■ **Exercise objective**
Where the line holding "Practice step: find the red rock" appears, start copying, and continue exactly through the last line of the listing, skipping pictures.

--- START OF The input ---

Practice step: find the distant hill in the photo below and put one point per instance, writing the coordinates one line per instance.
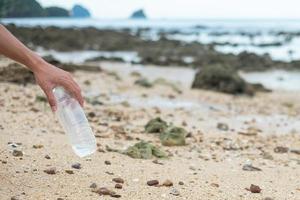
(31, 8)
(138, 14)
(80, 11)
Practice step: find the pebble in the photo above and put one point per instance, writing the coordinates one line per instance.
(152, 182)
(118, 180)
(118, 186)
(107, 162)
(76, 166)
(254, 189)
(93, 185)
(174, 192)
(17, 153)
(249, 167)
(51, 171)
(280, 149)
(69, 171)
(168, 183)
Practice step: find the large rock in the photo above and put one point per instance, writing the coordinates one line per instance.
(80, 11)
(138, 14)
(222, 79)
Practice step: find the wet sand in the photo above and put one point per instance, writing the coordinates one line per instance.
(210, 165)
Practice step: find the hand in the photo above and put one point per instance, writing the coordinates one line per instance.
(49, 76)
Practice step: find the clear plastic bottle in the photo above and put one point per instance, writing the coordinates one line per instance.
(75, 123)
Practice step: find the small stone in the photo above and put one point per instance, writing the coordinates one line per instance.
(76, 166)
(280, 149)
(249, 167)
(51, 171)
(152, 182)
(118, 186)
(222, 126)
(174, 192)
(37, 146)
(168, 183)
(254, 189)
(93, 185)
(69, 171)
(118, 180)
(107, 162)
(17, 153)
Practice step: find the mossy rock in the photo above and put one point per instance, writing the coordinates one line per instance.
(156, 125)
(145, 150)
(173, 136)
(222, 79)
(143, 82)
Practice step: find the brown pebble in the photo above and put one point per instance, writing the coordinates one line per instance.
(107, 162)
(118, 186)
(69, 171)
(168, 183)
(152, 182)
(76, 166)
(51, 171)
(17, 153)
(118, 180)
(254, 189)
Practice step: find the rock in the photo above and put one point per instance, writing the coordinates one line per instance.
(222, 79)
(143, 82)
(249, 167)
(222, 126)
(254, 189)
(173, 136)
(37, 146)
(93, 185)
(76, 166)
(295, 151)
(144, 150)
(107, 162)
(152, 182)
(118, 180)
(156, 125)
(50, 171)
(281, 149)
(167, 183)
(118, 186)
(174, 192)
(138, 14)
(68, 171)
(17, 153)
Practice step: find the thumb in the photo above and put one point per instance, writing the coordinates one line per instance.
(51, 99)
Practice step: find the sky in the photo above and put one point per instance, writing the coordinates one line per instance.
(190, 9)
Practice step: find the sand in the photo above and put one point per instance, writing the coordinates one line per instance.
(210, 165)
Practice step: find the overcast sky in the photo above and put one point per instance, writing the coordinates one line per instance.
(187, 8)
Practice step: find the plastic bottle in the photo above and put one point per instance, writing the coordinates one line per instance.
(72, 118)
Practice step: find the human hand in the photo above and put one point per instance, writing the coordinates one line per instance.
(48, 77)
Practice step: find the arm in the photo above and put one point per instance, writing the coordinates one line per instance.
(46, 75)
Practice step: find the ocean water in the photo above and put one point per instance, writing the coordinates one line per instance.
(231, 36)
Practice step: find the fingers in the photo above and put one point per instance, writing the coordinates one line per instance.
(51, 99)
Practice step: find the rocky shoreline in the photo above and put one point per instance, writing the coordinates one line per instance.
(163, 52)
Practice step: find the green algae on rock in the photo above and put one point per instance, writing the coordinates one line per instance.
(156, 125)
(173, 136)
(144, 150)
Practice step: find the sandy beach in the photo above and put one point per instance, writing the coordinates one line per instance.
(233, 141)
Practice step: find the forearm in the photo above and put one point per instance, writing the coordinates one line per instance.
(11, 47)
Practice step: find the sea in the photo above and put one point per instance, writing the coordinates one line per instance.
(279, 38)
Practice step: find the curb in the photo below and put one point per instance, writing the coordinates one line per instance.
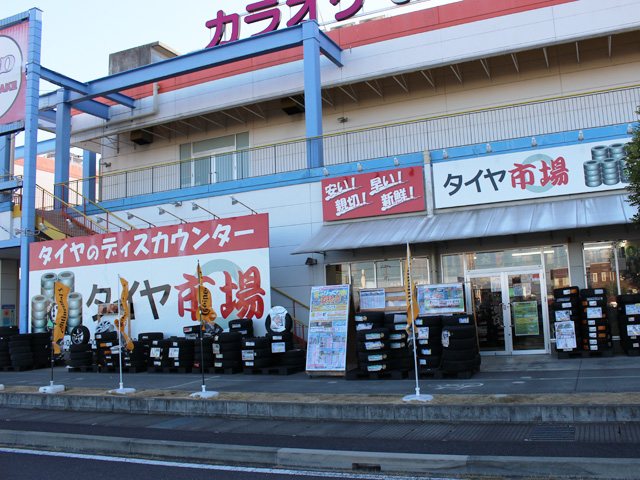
(324, 411)
(323, 460)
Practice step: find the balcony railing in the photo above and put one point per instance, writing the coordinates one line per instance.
(534, 118)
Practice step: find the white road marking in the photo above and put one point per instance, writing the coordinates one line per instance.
(228, 468)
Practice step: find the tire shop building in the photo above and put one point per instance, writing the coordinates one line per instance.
(487, 135)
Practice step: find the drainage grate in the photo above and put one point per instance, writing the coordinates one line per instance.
(551, 433)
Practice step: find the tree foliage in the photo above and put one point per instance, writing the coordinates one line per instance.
(633, 170)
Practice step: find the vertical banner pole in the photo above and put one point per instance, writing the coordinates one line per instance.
(411, 316)
(203, 299)
(120, 336)
(121, 348)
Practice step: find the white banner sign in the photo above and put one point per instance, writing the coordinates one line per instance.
(582, 168)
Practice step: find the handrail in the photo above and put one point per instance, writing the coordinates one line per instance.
(86, 200)
(92, 226)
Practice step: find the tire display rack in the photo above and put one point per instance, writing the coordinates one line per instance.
(27, 351)
(629, 323)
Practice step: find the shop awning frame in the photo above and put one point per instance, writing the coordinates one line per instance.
(568, 214)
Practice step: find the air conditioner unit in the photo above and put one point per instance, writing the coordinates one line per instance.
(290, 107)
(140, 137)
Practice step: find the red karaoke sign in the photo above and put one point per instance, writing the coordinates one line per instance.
(388, 192)
(13, 56)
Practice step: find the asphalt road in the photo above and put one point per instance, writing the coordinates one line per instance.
(30, 465)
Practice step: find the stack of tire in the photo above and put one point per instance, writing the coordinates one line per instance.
(460, 352)
(256, 353)
(244, 326)
(39, 308)
(5, 356)
(370, 326)
(136, 359)
(177, 354)
(596, 331)
(428, 343)
(107, 350)
(629, 323)
(226, 348)
(400, 355)
(567, 307)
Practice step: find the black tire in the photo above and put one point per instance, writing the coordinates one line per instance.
(259, 363)
(429, 362)
(458, 355)
(227, 337)
(280, 337)
(372, 357)
(566, 292)
(227, 364)
(288, 324)
(255, 343)
(460, 331)
(17, 349)
(240, 324)
(366, 316)
(462, 344)
(80, 334)
(431, 321)
(374, 345)
(379, 333)
(81, 356)
(148, 337)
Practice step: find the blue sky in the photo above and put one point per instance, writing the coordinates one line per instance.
(79, 35)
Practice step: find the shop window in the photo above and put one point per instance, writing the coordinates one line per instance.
(629, 266)
(377, 274)
(452, 268)
(214, 160)
(600, 266)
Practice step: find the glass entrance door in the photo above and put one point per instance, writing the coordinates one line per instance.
(510, 311)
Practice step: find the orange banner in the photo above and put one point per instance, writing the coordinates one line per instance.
(61, 296)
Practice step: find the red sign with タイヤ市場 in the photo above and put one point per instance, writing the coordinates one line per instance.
(387, 192)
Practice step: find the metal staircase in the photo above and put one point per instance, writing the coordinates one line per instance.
(57, 219)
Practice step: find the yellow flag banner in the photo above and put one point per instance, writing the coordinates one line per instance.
(205, 306)
(413, 309)
(61, 296)
(121, 323)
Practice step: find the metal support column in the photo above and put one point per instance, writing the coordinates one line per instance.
(5, 154)
(312, 94)
(63, 145)
(89, 175)
(30, 156)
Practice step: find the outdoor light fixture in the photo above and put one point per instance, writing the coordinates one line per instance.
(195, 206)
(162, 211)
(131, 215)
(234, 200)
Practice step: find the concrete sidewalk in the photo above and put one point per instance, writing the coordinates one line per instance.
(528, 388)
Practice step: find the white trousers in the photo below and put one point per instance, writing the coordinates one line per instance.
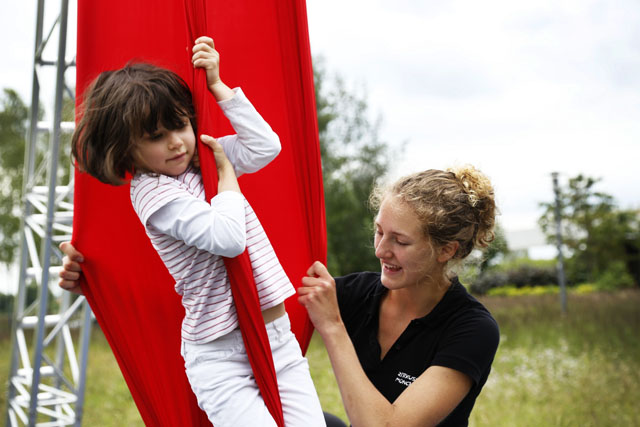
(222, 380)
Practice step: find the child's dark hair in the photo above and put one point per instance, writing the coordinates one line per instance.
(121, 106)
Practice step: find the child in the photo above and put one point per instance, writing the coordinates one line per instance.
(140, 120)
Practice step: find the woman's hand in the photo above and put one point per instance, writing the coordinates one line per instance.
(71, 269)
(205, 56)
(318, 295)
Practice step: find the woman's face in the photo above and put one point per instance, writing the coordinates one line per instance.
(406, 257)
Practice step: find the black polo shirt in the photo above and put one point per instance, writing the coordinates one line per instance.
(459, 333)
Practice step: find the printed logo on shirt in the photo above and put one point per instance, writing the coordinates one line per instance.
(405, 379)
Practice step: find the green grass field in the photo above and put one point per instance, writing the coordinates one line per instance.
(578, 369)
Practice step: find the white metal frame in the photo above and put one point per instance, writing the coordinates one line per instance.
(47, 379)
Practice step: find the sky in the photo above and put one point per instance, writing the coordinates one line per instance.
(517, 88)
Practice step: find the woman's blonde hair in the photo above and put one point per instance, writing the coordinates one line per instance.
(456, 205)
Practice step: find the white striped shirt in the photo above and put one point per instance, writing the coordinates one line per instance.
(190, 235)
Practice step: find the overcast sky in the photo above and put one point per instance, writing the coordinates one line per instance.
(517, 88)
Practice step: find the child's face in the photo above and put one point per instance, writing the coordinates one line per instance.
(168, 152)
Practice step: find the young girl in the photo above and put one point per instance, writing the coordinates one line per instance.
(140, 120)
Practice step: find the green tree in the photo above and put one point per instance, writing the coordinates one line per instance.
(353, 158)
(596, 233)
(496, 251)
(14, 116)
(13, 126)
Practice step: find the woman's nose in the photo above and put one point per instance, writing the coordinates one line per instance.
(382, 250)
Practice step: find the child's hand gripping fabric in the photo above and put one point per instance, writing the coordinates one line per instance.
(205, 56)
(227, 180)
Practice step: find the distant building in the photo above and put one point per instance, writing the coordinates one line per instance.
(531, 243)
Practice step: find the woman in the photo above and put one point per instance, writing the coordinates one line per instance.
(409, 346)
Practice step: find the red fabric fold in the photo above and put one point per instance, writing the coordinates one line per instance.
(264, 48)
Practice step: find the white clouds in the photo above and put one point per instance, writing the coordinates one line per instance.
(520, 89)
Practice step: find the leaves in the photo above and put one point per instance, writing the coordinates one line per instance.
(353, 158)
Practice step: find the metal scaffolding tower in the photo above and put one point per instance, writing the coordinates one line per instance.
(47, 378)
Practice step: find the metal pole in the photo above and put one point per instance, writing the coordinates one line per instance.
(29, 167)
(560, 264)
(51, 208)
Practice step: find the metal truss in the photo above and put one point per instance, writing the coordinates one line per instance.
(47, 379)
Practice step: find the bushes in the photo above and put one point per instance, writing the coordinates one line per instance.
(525, 273)
(519, 275)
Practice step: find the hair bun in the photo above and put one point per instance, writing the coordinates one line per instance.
(480, 196)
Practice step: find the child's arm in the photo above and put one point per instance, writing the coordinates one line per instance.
(219, 228)
(255, 145)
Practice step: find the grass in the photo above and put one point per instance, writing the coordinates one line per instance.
(551, 369)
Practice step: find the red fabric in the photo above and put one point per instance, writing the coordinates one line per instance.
(264, 49)
(243, 286)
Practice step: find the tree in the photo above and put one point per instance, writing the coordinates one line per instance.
(496, 251)
(14, 116)
(353, 158)
(13, 127)
(599, 237)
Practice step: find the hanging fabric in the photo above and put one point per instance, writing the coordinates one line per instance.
(264, 49)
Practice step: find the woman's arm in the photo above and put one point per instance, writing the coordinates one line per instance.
(427, 401)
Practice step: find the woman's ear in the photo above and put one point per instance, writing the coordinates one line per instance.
(446, 252)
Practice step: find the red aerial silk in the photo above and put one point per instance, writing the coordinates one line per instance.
(264, 48)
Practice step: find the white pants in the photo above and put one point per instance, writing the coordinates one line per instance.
(222, 380)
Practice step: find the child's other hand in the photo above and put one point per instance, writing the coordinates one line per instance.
(227, 180)
(222, 162)
(205, 56)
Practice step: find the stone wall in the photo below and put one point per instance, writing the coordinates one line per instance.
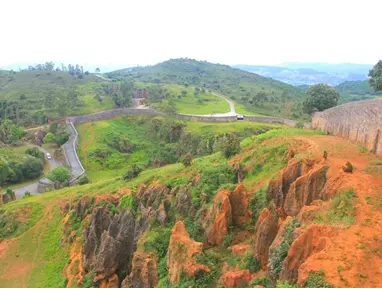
(357, 121)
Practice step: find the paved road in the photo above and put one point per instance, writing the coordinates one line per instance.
(32, 188)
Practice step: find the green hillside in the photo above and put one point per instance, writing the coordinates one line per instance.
(30, 97)
(356, 91)
(256, 94)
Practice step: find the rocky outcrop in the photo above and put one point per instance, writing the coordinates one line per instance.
(304, 190)
(266, 230)
(219, 218)
(236, 279)
(239, 204)
(144, 272)
(311, 240)
(109, 245)
(276, 243)
(181, 255)
(279, 187)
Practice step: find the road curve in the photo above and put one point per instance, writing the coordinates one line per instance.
(32, 188)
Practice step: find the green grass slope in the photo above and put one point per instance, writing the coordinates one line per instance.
(273, 97)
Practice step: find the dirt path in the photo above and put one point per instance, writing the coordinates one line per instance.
(354, 256)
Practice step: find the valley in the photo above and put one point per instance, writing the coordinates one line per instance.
(170, 189)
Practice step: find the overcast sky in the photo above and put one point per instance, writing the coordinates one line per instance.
(131, 32)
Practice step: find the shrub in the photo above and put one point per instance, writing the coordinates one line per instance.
(348, 168)
(263, 281)
(32, 168)
(299, 124)
(317, 280)
(83, 180)
(258, 202)
(251, 263)
(129, 202)
(342, 210)
(49, 138)
(133, 172)
(187, 159)
(278, 255)
(35, 152)
(60, 174)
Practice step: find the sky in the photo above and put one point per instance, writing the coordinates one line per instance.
(125, 33)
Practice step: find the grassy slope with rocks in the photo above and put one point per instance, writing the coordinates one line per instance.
(279, 99)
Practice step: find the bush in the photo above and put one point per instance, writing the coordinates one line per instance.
(262, 281)
(299, 125)
(49, 138)
(60, 174)
(35, 152)
(348, 168)
(278, 255)
(83, 180)
(342, 210)
(133, 172)
(32, 168)
(317, 280)
(251, 263)
(187, 159)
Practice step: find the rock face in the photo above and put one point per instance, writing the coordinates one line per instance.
(109, 245)
(236, 279)
(219, 218)
(266, 230)
(357, 121)
(144, 272)
(277, 242)
(304, 190)
(239, 204)
(313, 239)
(279, 187)
(181, 255)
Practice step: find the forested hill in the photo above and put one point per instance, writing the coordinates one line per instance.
(255, 93)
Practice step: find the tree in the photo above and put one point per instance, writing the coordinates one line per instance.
(49, 138)
(228, 144)
(32, 168)
(187, 159)
(375, 75)
(320, 97)
(35, 152)
(60, 174)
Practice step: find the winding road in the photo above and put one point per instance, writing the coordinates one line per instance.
(32, 188)
(70, 147)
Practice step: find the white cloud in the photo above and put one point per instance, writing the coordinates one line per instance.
(232, 32)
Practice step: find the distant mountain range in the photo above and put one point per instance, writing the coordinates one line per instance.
(297, 74)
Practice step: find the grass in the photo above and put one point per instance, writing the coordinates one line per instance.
(18, 153)
(342, 210)
(138, 131)
(37, 258)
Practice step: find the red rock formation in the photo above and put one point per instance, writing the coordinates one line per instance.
(266, 230)
(240, 249)
(239, 203)
(236, 279)
(144, 272)
(219, 218)
(304, 190)
(112, 282)
(279, 187)
(313, 239)
(181, 253)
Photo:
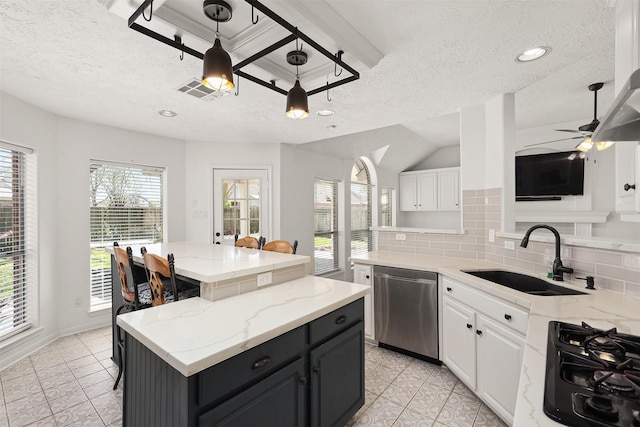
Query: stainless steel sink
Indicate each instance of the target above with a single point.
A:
(523, 283)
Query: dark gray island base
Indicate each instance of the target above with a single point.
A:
(310, 376)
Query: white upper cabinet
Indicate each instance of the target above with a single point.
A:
(627, 176)
(430, 190)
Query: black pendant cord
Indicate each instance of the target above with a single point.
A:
(150, 12)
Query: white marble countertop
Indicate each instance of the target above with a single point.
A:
(212, 263)
(194, 334)
(601, 308)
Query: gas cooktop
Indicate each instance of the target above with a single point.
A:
(592, 377)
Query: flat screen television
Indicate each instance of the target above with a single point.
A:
(549, 175)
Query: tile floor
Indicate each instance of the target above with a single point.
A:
(69, 383)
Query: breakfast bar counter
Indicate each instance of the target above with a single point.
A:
(289, 354)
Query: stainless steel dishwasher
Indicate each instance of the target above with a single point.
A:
(406, 310)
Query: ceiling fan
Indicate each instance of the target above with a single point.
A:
(585, 131)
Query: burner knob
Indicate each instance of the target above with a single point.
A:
(602, 406)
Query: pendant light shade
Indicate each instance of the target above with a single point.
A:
(585, 145)
(217, 69)
(297, 102)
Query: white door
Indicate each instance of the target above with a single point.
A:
(240, 204)
(459, 340)
(500, 353)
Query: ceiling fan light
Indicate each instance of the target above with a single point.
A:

--- END OF The input ---

■ **Solution**
Practice step: find the red rock formation in the photo above and put one point per instance, writing the coordinates one line per instance.
(266, 230)
(240, 249)
(239, 203)
(236, 279)
(144, 272)
(219, 218)
(304, 190)
(112, 282)
(279, 187)
(313, 239)
(181, 253)
Photo:
Query: stainless steel sink
Indicate each instance of the target above with a single point.
A:
(523, 283)
Query: dark gray island base
Indicate each instance of the target above with a single point.
A:
(310, 376)
Query: white upper cabinet
Indicate each instance of the target above with a single point.
A:
(627, 176)
(430, 190)
Query: black pendant cord
Indicate each instance of the target above with a single point.
A:
(150, 12)
Query: white marble countertop
Indicate each instance of the target above with a single point.
A:
(212, 263)
(194, 334)
(601, 308)
Query: gas cooktop
Indicate each instance of the target above with a single point.
A:
(592, 377)
Query: flat screen television
Indicate each instance of the target above with a single point.
A:
(549, 175)
Query: tile floor
Indicate each instance of the target above with a single point.
A:
(69, 383)
Query: breakfast bar counter
Indicate each instance of the target above with a single point.
A:
(289, 354)
Query: stainless steel dishwasher
Indicate each instance of the target above with a single point.
A:
(406, 310)
Query: ceiling fan
Indicate each instance of the target above with a single point.
A:
(585, 131)
Query: burner knob
Indicate each instance of the target above with a single point.
A:
(602, 406)
Query: pendant light shade
Indicate each instance of the target above with a single point.
A:
(585, 145)
(217, 69)
(297, 102)
Query: white door
Indicate each instance of the target above with a single point.
A:
(240, 204)
(459, 340)
(500, 353)
Query: ceiling fan light
Indicate each instance of the target above with a single point.
A:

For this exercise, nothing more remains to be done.